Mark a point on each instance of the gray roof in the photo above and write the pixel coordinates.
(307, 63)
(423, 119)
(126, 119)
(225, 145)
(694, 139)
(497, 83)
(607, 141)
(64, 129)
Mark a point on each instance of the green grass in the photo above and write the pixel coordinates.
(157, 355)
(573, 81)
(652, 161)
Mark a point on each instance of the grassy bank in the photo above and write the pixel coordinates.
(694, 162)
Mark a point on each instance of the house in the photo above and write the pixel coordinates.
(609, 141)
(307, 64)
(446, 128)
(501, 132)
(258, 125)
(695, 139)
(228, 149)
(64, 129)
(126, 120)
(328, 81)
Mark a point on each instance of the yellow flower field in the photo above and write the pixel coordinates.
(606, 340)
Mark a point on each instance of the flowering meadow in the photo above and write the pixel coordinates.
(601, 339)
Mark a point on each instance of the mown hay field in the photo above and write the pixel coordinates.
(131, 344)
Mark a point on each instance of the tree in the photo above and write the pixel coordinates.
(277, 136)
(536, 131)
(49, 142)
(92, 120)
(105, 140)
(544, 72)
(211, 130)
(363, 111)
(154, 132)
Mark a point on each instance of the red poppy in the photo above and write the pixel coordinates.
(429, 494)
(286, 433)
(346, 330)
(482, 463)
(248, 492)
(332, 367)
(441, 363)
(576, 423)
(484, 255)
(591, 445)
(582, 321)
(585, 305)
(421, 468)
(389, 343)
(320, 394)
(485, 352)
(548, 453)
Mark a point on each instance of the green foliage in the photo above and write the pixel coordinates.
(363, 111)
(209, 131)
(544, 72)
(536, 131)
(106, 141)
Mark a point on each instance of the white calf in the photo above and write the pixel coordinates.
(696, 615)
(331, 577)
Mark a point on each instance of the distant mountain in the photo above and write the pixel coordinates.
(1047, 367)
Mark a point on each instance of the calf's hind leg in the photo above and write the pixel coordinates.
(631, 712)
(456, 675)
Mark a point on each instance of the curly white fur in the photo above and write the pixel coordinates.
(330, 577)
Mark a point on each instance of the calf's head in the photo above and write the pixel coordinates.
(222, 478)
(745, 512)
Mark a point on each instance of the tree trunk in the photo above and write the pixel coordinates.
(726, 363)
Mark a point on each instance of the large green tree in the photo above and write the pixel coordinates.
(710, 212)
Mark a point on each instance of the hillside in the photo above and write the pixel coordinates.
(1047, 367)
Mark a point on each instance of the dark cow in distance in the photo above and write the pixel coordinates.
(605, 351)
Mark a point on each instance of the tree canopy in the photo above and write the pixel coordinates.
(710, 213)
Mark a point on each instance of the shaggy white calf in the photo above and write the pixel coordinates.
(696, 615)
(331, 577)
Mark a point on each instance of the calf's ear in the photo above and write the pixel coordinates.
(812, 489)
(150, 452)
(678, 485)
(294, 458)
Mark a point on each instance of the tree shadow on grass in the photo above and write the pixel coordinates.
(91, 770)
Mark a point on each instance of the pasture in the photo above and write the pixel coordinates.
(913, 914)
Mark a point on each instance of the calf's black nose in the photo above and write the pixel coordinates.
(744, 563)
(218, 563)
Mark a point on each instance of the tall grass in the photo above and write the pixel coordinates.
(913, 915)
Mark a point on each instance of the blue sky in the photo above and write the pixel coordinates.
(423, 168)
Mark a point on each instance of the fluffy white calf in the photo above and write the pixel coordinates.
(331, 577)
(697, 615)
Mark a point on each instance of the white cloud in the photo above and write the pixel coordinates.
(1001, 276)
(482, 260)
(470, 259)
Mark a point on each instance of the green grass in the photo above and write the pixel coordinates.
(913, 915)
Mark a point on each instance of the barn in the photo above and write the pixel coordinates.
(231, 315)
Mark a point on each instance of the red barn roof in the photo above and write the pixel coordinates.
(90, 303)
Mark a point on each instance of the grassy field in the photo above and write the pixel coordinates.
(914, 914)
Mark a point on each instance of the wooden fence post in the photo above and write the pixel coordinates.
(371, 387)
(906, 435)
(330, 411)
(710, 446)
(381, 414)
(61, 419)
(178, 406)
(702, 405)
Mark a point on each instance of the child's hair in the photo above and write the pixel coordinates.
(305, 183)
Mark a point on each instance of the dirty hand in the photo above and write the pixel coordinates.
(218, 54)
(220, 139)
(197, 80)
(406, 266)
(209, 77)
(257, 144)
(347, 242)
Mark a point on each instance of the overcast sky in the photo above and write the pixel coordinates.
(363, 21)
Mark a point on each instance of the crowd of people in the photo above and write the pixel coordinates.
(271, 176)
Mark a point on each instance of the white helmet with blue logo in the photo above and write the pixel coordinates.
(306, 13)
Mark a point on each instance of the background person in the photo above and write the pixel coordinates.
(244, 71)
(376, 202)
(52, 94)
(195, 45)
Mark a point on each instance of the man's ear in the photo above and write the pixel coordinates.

WORK TO COMPLETE: Rewrite every line of the data above as a JSON list of strings, one string per line, with blank lines left out.

ANSWER FOR THIS EXERCISE:
[
  "Mark a point on each instance of the gray roof in the photo above and write the pixel coordinates.",
  "(307, 63)",
  "(423, 119)",
  "(126, 119)",
  "(225, 145)",
  "(694, 139)",
  "(497, 83)",
  "(607, 141)",
  "(64, 129)",
  "Mark a point on each instance of the green grass in the photo above and write the pixel coordinates.",
  "(157, 355)",
  "(573, 81)",
  "(652, 161)",
  "Mark a point on each instance of the grassy bank in the photo above and write the pixel coordinates.",
  "(694, 162)",
  "Mark a point on each instance of the house in the photo above and write the pixel coordinates.",
  "(609, 141)",
  "(307, 64)",
  "(446, 128)",
  "(501, 132)",
  "(258, 125)",
  "(695, 139)",
  "(228, 149)",
  "(64, 129)",
  "(126, 120)",
  "(328, 81)",
  "Mark a point on each instance of the yellow flower field in the photo above and write the pixel coordinates.",
  "(606, 340)",
  "Mark a point on each instance of the flowering meadow in the photo above and write the pixel coordinates.",
  "(601, 339)",
  "Mark a point on each instance of the mown hay field in the photo above and write the pixel coordinates.",
  "(131, 344)",
  "Mark a point on each instance of the tree in the photo above and write the pixel coordinates.",
  "(277, 136)",
  "(536, 131)",
  "(49, 142)",
  "(92, 120)",
  "(105, 140)",
  "(544, 72)",
  "(211, 130)",
  "(363, 111)",
  "(154, 132)",
  "Mark a point on each instance of the red poppy in the photo above and write the pixel coordinates.",
  "(429, 494)",
  "(286, 433)",
  "(346, 330)",
  "(482, 463)",
  "(248, 492)",
  "(332, 367)",
  "(441, 363)",
  "(576, 423)",
  "(484, 255)",
  "(591, 445)",
  "(582, 321)",
  "(585, 305)",
  "(421, 468)",
  "(389, 343)",
  "(320, 394)",
  "(485, 352)",
  "(548, 453)",
  "Mark a point on each instance of the green foliage in the photo above and write the pixel coordinates.",
  "(363, 111)",
  "(209, 131)",
  "(544, 72)",
  "(536, 131)",
  "(106, 141)",
  "Mark a point on each instance of the white calf in the photo above and write the pixel coordinates.",
  "(696, 615)",
  "(331, 577)",
  "Mark a point on each instance of the distant mountain in the photo above and write the pixel coordinates.",
  "(1047, 367)",
  "Mark a point on each instance of the calf's hind leg in the photo above and write the pixel coordinates.",
  "(631, 712)",
  "(456, 675)",
  "Mark a point on each instance of the curly white fur in the photo above and write the pixel coordinates.",
  "(330, 577)",
  "Mark a point on each instance of the calf's head in the photo above and write the pixel coordinates.",
  "(222, 478)",
  "(745, 512)",
  "Mark a point on each instance of the tree trunk in the photo above and write the pixel coordinates.",
  "(726, 363)",
  "Mark a point on each instance of the large green tree in the photo above and write the pixel coordinates.",
  "(710, 212)",
  "Mark a point on each instance of the hillside in the photo above and write the pixel coordinates.",
  "(1047, 367)",
  "Mark a point on each instance of the dark cow in distance in the photo above and write the pixel coordinates.",
  "(605, 351)",
  "Mark a point on each instance of the tree canopy in the photo above and write the pixel coordinates.",
  "(710, 213)",
  "Mark a point on each instance of the shaggy white calf in the photo above and write the pixel coordinates.",
  "(696, 615)",
  "(331, 577)",
  "Mark a point on each instance of the calf's ear in the photo above and write the pixel coordinates.",
  "(812, 489)",
  "(150, 452)",
  "(678, 485)",
  "(294, 458)",
  "Mark a point on each instance of the tree shadow on grass in the photo above and write the pixel coordinates.",
  "(91, 770)",
  "Mark a point on each instance of the pasture in the photo above and write the pixel coordinates.",
  "(913, 914)",
  "Mark a point on each instance of the calf's black nose in the photo above and write the pixel coordinates.",
  "(744, 563)",
  "(218, 563)",
  "Mark a point on each instance of the tall grass in the photo above and write the pixel coordinates.",
  "(913, 915)",
  "Mark a point on each instance of the blue sky in the photo above and write the pixel coordinates.",
  "(423, 168)",
  "Mark a point on each instance of the fluffy white calf in the photo above and write the pixel coordinates.",
  "(331, 577)",
  "(697, 615)",
  "Mark a point on each instance of the white cloud in the photo above and write the pixel coordinates.",
  "(1001, 276)",
  "(482, 260)",
  "(470, 259)",
  "Mark a point on each instance of the green grass in the photo above and write the pixel coordinates.",
  "(913, 915)",
  "Mark a point on each instance of the barn in the photo above and write the pixel coordinates.",
  "(231, 315)",
  "Mark a point on each instance of the red barn roof in the photo above and write the pixel coordinates.",
  "(90, 303)",
  "Mark a point on each instance of the grassy field in the photo above and write the pixel coordinates.",
  "(914, 914)",
  "Mark a point on each instance of the wooden fence post in the photo above and write the pixel coordinates.",
  "(371, 387)",
  "(906, 435)",
  "(330, 411)",
  "(710, 446)",
  "(381, 414)",
  "(61, 419)",
  "(178, 406)",
  "(702, 405)",
  "Mark a point on each instance of the child's hair in the photo above and write the pixel coordinates.",
  "(305, 183)",
  "Mark a point on each instance of the dirty hand in the photo above and write the pixel coordinates.",
  "(218, 54)",
  "(220, 139)",
  "(197, 80)",
  "(406, 266)",
  "(209, 77)",
  "(257, 144)",
  "(347, 242)",
  "Mark a point on each instance of the overcast sky in the photo above and write the pixel coordinates.",
  "(363, 21)",
  "Mark a point on each instance of the crowd of people in the photo above and write the pixel coordinates.",
  "(271, 176)",
  "Mark a point on each instance of the white helmet with blue logo in the photo above and write the pixel coordinates.",
  "(306, 13)",
  "Mark a point on each instance of the background person in the photo above and write the pixel coordinates.",
  "(244, 71)",
  "(376, 202)",
  "(52, 94)",
  "(195, 45)",
  "Mark a point on each instance of the man's ear in the photo above and write the pixel coordinates."
]